Records contained in a dataset:
□ □ □ □
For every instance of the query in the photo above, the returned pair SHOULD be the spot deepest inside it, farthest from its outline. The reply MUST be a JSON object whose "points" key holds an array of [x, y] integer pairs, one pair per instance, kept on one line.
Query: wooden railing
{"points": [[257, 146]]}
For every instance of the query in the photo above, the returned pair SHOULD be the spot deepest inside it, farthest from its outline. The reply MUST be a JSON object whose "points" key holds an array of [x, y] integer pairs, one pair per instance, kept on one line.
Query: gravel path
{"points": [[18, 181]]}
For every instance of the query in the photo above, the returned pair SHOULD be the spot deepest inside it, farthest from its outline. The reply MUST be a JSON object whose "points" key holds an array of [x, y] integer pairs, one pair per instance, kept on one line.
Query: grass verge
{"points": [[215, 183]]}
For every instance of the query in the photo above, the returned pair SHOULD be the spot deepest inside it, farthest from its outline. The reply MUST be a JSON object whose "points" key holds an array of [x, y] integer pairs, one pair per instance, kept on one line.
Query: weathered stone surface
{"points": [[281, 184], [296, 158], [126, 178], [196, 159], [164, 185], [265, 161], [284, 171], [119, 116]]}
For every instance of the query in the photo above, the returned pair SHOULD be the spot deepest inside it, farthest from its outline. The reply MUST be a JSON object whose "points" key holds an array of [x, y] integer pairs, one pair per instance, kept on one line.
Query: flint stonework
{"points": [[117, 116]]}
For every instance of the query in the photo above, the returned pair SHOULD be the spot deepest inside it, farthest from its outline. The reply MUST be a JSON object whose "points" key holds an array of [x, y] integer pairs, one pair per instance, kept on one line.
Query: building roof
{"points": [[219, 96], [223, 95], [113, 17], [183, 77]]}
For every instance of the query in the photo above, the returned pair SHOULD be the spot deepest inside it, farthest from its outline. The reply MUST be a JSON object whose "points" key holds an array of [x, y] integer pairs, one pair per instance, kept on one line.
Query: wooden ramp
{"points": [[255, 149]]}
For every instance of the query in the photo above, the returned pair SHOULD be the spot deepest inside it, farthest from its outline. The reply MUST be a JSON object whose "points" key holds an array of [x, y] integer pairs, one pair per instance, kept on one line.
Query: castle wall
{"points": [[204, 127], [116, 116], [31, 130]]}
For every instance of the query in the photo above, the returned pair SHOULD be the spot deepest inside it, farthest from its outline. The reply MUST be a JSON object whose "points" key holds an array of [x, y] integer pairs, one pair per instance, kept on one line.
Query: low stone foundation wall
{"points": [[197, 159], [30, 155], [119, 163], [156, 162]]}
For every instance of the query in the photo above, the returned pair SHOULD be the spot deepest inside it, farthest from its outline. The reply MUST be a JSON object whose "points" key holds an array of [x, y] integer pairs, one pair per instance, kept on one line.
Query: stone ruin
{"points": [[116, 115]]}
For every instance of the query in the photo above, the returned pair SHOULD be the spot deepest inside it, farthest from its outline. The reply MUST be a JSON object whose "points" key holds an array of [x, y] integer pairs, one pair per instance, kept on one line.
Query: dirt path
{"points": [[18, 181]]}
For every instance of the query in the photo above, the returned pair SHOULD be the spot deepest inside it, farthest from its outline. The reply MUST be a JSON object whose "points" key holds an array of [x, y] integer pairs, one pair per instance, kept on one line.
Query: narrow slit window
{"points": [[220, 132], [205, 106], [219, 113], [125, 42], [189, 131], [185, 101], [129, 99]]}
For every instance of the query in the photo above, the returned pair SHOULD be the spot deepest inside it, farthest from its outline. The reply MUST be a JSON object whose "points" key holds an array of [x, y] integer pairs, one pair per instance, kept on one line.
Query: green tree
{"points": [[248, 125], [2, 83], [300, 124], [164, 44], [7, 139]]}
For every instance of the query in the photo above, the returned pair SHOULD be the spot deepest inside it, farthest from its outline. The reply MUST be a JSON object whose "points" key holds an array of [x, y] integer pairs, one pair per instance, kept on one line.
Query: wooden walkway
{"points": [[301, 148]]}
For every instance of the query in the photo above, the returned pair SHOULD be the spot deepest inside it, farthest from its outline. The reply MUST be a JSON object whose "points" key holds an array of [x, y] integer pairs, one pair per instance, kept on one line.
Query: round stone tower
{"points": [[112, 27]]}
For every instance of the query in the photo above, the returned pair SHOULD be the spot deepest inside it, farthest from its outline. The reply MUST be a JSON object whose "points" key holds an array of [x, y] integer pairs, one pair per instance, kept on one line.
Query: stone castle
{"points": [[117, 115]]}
□ □ □ □
- _Work item_
Return every entry exactly.

- _The answer_
For every instance of the query in the photo above, the returned pair SHOULD be the spot deepest inside it, farthest from its outline. The reply MUST be a JSON object whose "points" key holds an array of [x, y] integer pairs, one pair per instance, kept on one line.
Query: wooden railing
{"points": [[257, 146]]}
For every instance of the query in the photo above, the returned pair SHOULD be the spot deepest inside it, farthest from its outline. The reply MUST be a JSON object whose "points" key holds an array of [x, y] integer pairs, one pair per instance, kept on one line.
Query: gravel path
{"points": [[18, 181]]}
For every instance of the query in the photo above, the returned pair SHOULD be the spot deepest inside it, farthest from its outline. The reply MUST be a JSON object whose "points" key holds an array of [x, y] integer pairs, one pair per instance, kept on one line.
Query: grass verge
{"points": [[215, 183]]}
For every instance of the query in the photo above, the returned pair SHOULD be the spot deepest inside it, farthest from its outline. The reply MUST be a JSON object whose "points" key holds an array of [x, y] integer pairs, one pair per instance, kept on one line.
Query: weathered stone surface
{"points": [[281, 184], [296, 158], [126, 178], [196, 159], [164, 185], [265, 161], [284, 171], [119, 116]]}
For every instance of the query in the photo above, the returned pair SHOULD be the spot deepest inside it, farthest from its outline. The reply MUST be a JSON object whose "points" key holds an array of [x, y] integer pairs, one pair per instance, kept on one line.
Query: flint stonework
{"points": [[117, 116]]}
For every instance of the query in the photo above, the returned pair SHOULD be the spot deepest inside it, farthest from its outline. The reply MUST be a JSON object whose "points" key holds an array of [x, y] integer pairs, one pair per instance, kept on one line.
Query: building roof
{"points": [[219, 96], [223, 95], [113, 17], [183, 77]]}
For every instance of the query in the photo above, the returned pair SHOULD be the spot deepest inside it, farthest from its outline. The reply MUST be a JSON object whose "points" key holds an array of [x, y] integer pairs, one pair per instance, kept on one line.
Query: wooden ramp
{"points": [[255, 149]]}
For every instance of the query in the photo above, the returned pair SHOULD be the spot deepest inside it, farthest from its outline. The reply MUST be a JSON object whose "points" key holds an array of [x, y] integer pairs, one pair per instance, kept on one line.
Query: castle wall
{"points": [[204, 127], [116, 116], [31, 130]]}
For every instance of the query in the photo above, the returned pair SHOULD be the spot deepest inside it, farthest from its outline. The reply MUST be a JSON object whose "points" key holds an array of [x, y] integer pairs, one pair per instance, kept on one line.
Query: low stone foundation wall
{"points": [[197, 159], [30, 155], [119, 163], [156, 162]]}
For every instance of the query in the photo above, the returned pair SHOULD be the spot deepest inside it, farthest from its outline. The reply MUST be a JSON object whose "points" key holds an array of [x, y] integer pairs, one pair per instance, kept on one line.
Query: stone ruin
{"points": [[116, 115]]}
For every instance of the query in the photo above, the returned pair SHOULD be the spot deepest inside it, farthest from its outline. The reply MUST be a JSON object whose "points" key holds an array of [x, y] integer pairs, one pair per instance, kept on one line.
Query: dirt path
{"points": [[18, 181]]}
For every instance of the query in the photo above, the returned pair SHOULD be the spot deepest inside it, farthest from its outline. The reply MUST be a JSON object whose "points" key holds an array of [x, y] integer pairs, one pair per instance, kept on one line.
Query: narrow slit window
{"points": [[220, 132], [205, 106], [219, 113], [125, 42], [189, 131], [185, 101], [129, 99]]}
For every instance of the query in the photo above, the returned pair SHOULD be the spot deepest inside it, farthest from its outline. The reply MUST be a JSON object whose "points" key holds an array of [x, y] integer pairs, one pair per instance, kept on one line.
Query: green tree
{"points": [[248, 125], [2, 83], [300, 124], [164, 44], [7, 139]]}
For every instance of the query in the photo above, the returned pair SHOULD be the spot deepest inside it, farthest from its outline. The reply MUST be a JSON object whose "points" key holds an array of [x, y] integer pairs, one pair per instance, kept on one line.
Query: wooden walkway
{"points": [[301, 148]]}
For every instance of the query in the photo above, the returned pair SHOULD be the spot deepest inside it, farthest from its outline. The reply MUST be a JSON object whose "points" key holds an array of [x, y] integer pairs, one pair per instance, kept on one line.
Query: round stone tower
{"points": [[112, 27]]}
For every instance of the query in the photo above, the returned pair SHOULD be the spot deepest inside it, farthest from its outline. The reply MUST be a JSON object whose "points" key holds an array of [x, y] integer pairs, one pair per instance, kept on one line.
Query: stone castle
{"points": [[117, 115]]}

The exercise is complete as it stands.